Texte extrait
┌──

Un seul autre laboratoire travaille sur cette indication avec une autre molécule. Le firibastat incarne lui une philosophie différente : celle de l’inhibition d’un enzyme au niveau cérébral. Ce qui en fait le seul représentant de cette nouvelle famille thérapeutique, de fait sans concurrent direct. Pour résumer, nous sommes les seuls à chercher à agir au niveau du cerveau pour réguler l’hypertension artérielle. Et c’est cette spécificité qui présente pour nos partenaires un intérêt stratégique évident. Nous adressons donc un marché de niche, celui des patients en échec de traitement qui subissent accidents cardiovasculaires, insuffisances rénales ou autres pathologies, avec des conséquences souvent tragiques.

Pouvez-vous nous expliquer votre stratégie d’accords avec de grandes entreprises multinationales pharmaceutiques ?

└──

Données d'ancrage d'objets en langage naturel
┌──

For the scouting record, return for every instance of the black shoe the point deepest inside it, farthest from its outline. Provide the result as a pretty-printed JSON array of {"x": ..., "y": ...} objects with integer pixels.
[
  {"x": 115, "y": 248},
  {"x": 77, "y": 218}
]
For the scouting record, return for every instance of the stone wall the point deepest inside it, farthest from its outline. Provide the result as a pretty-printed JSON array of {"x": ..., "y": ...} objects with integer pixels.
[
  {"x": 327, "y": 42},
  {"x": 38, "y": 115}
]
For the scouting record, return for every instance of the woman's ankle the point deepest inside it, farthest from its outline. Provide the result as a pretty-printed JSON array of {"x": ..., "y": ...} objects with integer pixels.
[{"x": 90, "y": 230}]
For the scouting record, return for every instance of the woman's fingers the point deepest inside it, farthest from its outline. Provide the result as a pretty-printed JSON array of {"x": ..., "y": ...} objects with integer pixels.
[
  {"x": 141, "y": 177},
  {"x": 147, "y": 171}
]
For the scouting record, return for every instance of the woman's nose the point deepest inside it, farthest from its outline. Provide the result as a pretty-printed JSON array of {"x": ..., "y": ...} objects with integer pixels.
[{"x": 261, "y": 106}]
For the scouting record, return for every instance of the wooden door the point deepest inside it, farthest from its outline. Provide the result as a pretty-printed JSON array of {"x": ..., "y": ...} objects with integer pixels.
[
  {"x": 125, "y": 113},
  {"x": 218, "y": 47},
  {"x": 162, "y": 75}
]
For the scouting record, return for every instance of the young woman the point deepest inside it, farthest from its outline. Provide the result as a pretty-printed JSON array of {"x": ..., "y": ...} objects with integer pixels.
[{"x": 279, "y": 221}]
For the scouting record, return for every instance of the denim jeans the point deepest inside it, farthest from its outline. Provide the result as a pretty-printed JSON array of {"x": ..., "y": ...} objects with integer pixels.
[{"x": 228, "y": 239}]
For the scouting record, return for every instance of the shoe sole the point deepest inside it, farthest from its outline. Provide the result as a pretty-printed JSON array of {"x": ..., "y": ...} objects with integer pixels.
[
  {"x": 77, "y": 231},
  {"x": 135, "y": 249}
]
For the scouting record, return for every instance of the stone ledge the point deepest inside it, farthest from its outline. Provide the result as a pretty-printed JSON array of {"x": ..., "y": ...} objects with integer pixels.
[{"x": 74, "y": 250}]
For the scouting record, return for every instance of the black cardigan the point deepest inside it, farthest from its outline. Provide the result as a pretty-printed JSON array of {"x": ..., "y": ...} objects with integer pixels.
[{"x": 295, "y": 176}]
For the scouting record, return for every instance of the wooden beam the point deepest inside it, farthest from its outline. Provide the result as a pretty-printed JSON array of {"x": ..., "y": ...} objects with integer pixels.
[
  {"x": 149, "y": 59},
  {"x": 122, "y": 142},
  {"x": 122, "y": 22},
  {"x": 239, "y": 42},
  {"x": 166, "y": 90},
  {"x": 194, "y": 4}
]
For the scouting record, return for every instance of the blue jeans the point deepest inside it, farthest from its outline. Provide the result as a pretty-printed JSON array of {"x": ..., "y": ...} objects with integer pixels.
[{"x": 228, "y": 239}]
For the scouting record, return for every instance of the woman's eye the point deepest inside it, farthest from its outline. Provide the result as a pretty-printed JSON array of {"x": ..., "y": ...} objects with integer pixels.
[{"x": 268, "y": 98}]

└──

Consigne A
Traduisez en anglais cette phrase de l'extrait sur le firibastat : « Pour résumer, nous sommes les seuls à chercher à agir au niveau du cerveau pour réguler l’hypertension artérielle. »
Consigne B
Poursuivez l'extrait sur le firibastat à partir de sa dernière phrase.

Réponse attendue A
To sum up, we are the only ones seeking to act at the level of the brain to regulate arterial hypertension.

Réponse attendue B
Notre premier accord de partenariat a été signé en décembre 2019 avec le brésilien Biolab Sanus Pharmaceutical, dans l’optique du déploiement du firibastat en Amérique Latine. Le 22 septembre dernier, nous avons annoncé la signature d’un deuxième partenariat avec le taïwanais Orient Europharma (OEP Group), un acteur majeur de l’industrie pharmaceutique capable de distribuer le firibastat dans le Sud-Est Asiatique, en Australie et en Nouvelle-Zélande. Enfin, le troisième accord que venons de signer, cette fois-ci avec le chinois Qilu Pharmaceuticals, nous assure une exploitation en Chine, Macao et Hong-Kong compris. Notre stratégie commerciale est donc simple : chercher à nous associer via des accords de licence exclusive à des experts du domaine cardiovasculaire positionnés comme acteurs majeurs sur leurs marchés spécifiques, et capables d’exploiter et poursuivre au mieux le développement du firibastat.

Après la phase de recherche & développement et celle des études cliniques se profile pour votre entreprise l’étape de l’exploitation commerciale déléguée. Synonyme d’apport en liquidités ?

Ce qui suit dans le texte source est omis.